[WRITTEN TASK] Can you set down every line of the listing below word for word, leaving out the pictures?

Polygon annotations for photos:

++++++

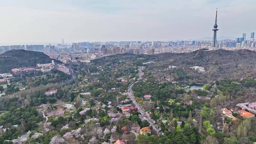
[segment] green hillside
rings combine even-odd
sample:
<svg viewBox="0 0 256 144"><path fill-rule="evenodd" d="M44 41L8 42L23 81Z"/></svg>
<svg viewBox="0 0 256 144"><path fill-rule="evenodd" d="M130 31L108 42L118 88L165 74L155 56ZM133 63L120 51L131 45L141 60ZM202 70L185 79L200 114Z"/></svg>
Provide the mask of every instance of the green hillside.
<svg viewBox="0 0 256 144"><path fill-rule="evenodd" d="M38 63L51 63L52 60L41 52L12 50L0 54L0 73L9 72L15 68L36 66Z"/></svg>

++++++

[TASK OUTPUT]
[segment] green hillside
rings combine even-odd
sample:
<svg viewBox="0 0 256 144"><path fill-rule="evenodd" d="M44 41L8 42L23 81Z"/></svg>
<svg viewBox="0 0 256 144"><path fill-rule="evenodd" d="M130 31L108 42L118 88L165 74L155 56ZM133 63L120 51L131 45L141 60ZM202 70L185 79L200 114Z"/></svg>
Provide the mask of every instance of the green hillside.
<svg viewBox="0 0 256 144"><path fill-rule="evenodd" d="M38 63L51 63L52 60L41 52L12 50L0 54L0 73L9 72L15 68L36 66Z"/></svg>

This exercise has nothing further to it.